* _Task to complete_
In the passage about Carol O'Connell's novels, what rank does Kathleen Mallory hold in the NYPD?

* _Selection_
----

Carol O’Connell’s novels continue to draw extraordinary praise for her “unforgettable protagonist” (The Miami Herald), “thoroughly original characters” (People), “gifted storytelling” (Milwaukee Journal Sentinel), and “prose so stunning it takes your breath away” (Mostly Murder), all combining to produce some of the “most stylishly innovative and witty mysteries in years” (San Francisco Chronicle).
At their heart is NYPD sergeant Kathleen Mallory, a wild child turned policewoman possessed of a ferocious intelligence and a unique inner compass of right and wrong – which has drawn her now to a place far from home.
In a small town in Louisiana, Mallory steps off a train. Within an hour, one man has been assaulted, another has had a heart attack, a third has been murdered, and Mallory is in jail, although she has had nothing to do with any of these events. She is there for an entirely different purpose.

----

* _Extracted information_
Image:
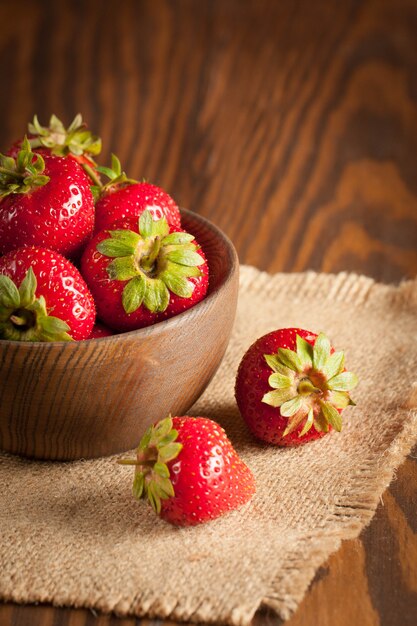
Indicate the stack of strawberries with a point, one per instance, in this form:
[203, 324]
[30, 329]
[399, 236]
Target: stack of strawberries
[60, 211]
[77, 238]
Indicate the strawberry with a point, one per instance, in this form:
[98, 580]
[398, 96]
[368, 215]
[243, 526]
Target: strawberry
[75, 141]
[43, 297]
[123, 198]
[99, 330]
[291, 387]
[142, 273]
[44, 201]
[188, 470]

----

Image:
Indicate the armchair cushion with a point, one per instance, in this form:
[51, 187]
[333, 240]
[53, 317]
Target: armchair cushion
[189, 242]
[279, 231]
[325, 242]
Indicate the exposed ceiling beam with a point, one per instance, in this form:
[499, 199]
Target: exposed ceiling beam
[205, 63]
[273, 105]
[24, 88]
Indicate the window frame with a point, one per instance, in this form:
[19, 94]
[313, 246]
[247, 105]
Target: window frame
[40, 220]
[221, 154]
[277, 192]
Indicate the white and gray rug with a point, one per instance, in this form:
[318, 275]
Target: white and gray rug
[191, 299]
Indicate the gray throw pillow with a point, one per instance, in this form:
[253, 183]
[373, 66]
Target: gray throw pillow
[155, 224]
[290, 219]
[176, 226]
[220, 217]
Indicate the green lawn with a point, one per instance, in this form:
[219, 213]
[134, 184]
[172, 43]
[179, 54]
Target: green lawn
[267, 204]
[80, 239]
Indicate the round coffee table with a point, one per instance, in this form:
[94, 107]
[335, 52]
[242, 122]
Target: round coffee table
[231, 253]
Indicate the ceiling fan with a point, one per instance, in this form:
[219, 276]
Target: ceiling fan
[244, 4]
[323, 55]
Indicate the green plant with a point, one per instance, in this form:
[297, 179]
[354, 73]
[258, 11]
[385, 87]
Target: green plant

----

* _Output for this task_
She is a sergeant.